→ Trecho fornecido
<<<<

Rio Grande do Norte, sábado, 27 de abril de 2024

Carta Potiguar - uma alternativa crítica

publicado em 24 de agosto de 2021

É hora de o Exército voltar para casa!

postado por Joao Paulo Rodrigues

— Ajoelhem-se… para o seu rei! Aqui não é o seu lugar. Vão pra casa!

Essa frase é dita pelo personagem Lúcifer, protagonista da série que tem o mesmo nome, por ocasião de uma rebelião comandada pelo demônio Dromos. Sua ordenança é obedecida imediatamente. Como em um passe de mágica, todos os espíritos se desencarnam de uma só vez, retornando, assim, para o Inferno.

Após ler a carta aberta publicada pela Associação Nacional dos Militares Estaduais do Brasil (AMEBRASIL) – cujo conteúdo diz, resumidamente, que as Forças Militares Estaduais seguem o Exército em caso de ruptura institucional, não obstante estejam subordinadas aos Governadores dos Estados, de acordo com o art. 144 e  § 6º – fiquei intrigado com uma questão, a saber: já que a PM, de fato e de direito, é uma força do Exército, que se submete aos governadores estaduais, por que essa instituição militar-mor não dá uma ordem clara e inconteste aos seus comandados, a fim de que eles obedeçam aos governadores e respeitem seus comandantes-em-chefe, e parem de levantar suspeitas de que colaborarão para um golpe bolsonarista?

Se o parágrafo anterior pode ser compreendido de um só fôlego, sem ponto final, o mesmo não pode ser dito acerca da resposta à pergunta elencada. Isto é, faz-se necessário que se fuja das respostas simplistas e prontas como a que sentencia: “o Exército é golpista também”.

Eu sou do entendimento de que, além de a carta aberta da AMEBRASIL ser uma resposta às frequentes reuniões dos governadores do país, que têm dado sinais de que usarão a força, se for preciso, para conter Bolsonaro, as Polícias Militares estão marcando posição política e acenando para dois lados: comunica-se junto aos apoiadores de Bolsonaro, bem como envia ao Exército a mensagem de que pode contar com as polícias militares para a manutenção do golpe. Demorei-me a pensar sobre essa movimentação planejada. Quedei-me a pensar mais especificamente sobre o silêncio estratégico do Exército.

>>>>

→ O que se pede
Por favor, reescreva o artigo sobre o Exército desde “Após ler a carta” até “um golpe bolsonarista?”, inclusive, trocando “intrigado” por “curioso”. Não é preciso consultar os dados.

→ Amostra dos dados
<<<<

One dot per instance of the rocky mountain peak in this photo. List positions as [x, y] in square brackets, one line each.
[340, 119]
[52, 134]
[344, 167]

>>>>

→ Exercício concluído
Após ler a carta aberta publicada pela Associação Nacional dos Militares Estaduais do Brasil (AMEBRASIL) – cujo conteúdo diz, resumidamente, que as Forças Militares Estaduais seguem o Exército em caso de ruptura institucional, não obstante estejam subordinadas aos Governadores dos Estados, de acordo com o art. 144 e  § 6º – fiquei curioso com uma questão, a saber: já que a PM, de fato e de direito, é uma força do Exército, que se submete aos governadores estaduais, por que essa instituição militar-mor não dá uma ordem clara e inconteste aos seus comandados, a fim de que eles obedeçam aos governadores e respeitem seus comandantes-em-chefe, e parem de levantar suspeitas de que colaborarão para um golpe bolsonarista?